Text excerpt -
/---
The desk is a work of original and contemporary craft, not a reproduction of Wright furniture designs, and yet incorporates the following features as befits the high standards being incorporated in the refurbishment of the Emil Bach House national treasure:

Checked Drawers1. Wright’s use of bands of casement windows ‘wrapping around corners’ is reflected in the two checked drawer fronts in that the checks ‘wrap around the corner’ into the drawer sides.

2. The color scheme of the Bach House — cream walls and Cherokee red trim — is complimented in the reddish air dried black walnut and the cream accents of the sap wood and beech sun disk.

3. Matching wood selection: all the interior trim and original built in furniture of the Bach House are walnut; the floors are beech.

4. Walnut folklore: while it may or may not be true that all the walnut was cut from one tree, it is certain that 100% of the walnut for the desk came from a single flitch sawn walnut log. This allowed the boards used in all the major surfaces of the desk to be book matched.
\---
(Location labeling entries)
/---
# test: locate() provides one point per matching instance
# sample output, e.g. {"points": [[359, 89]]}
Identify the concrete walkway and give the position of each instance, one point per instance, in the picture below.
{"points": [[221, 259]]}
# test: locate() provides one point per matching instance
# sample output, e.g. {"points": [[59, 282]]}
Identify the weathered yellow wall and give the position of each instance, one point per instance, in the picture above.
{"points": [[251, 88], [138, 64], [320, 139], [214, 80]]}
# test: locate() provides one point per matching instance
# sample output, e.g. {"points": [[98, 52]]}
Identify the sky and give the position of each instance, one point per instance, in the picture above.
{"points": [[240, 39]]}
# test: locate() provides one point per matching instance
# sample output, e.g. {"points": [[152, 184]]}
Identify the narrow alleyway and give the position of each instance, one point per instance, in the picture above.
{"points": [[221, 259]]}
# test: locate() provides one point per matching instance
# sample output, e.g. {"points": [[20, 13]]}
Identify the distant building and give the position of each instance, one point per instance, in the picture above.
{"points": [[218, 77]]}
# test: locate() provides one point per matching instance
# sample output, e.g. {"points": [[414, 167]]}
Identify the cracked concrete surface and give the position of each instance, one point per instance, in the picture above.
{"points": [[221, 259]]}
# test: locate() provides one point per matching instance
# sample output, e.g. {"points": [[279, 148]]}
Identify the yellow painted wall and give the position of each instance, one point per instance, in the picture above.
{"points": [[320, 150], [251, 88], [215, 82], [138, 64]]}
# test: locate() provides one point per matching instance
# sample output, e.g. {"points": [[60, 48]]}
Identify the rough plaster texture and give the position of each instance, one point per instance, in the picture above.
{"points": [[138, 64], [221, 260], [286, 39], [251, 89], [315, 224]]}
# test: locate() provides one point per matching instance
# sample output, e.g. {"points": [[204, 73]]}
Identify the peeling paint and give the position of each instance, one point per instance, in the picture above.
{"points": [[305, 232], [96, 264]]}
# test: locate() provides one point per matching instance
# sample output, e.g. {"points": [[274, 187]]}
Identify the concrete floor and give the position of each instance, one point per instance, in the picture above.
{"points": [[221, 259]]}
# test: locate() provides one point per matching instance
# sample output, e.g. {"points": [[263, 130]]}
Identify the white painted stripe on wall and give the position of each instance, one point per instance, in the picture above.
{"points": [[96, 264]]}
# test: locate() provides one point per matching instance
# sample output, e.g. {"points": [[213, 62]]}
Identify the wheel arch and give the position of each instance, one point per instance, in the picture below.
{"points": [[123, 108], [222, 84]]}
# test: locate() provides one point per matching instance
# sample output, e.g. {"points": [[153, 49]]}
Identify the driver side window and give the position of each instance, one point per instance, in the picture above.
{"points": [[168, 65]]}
\---
Pick up the passage about the Emil Bach House desk after its last sentence and continue it. These entries have no connection to the passage about the Emil Bach House desk.

Task response -
5. The beech ‘sun disk’ can be linked to Wright’s use of a yellow interior paint color he named ‘sunshine.’

6. Wright liked to weave a unifying motif throughout a house, giving them a quality of being ‘cut from one piece of goods.’ The book-matched boards from this desk were literally milled from one tree.

7. The caning on the sliding doors, which conceal files, marries the desk to the chair, a duplicate of a chair from the original dinette set designed by Wright for the Bach house.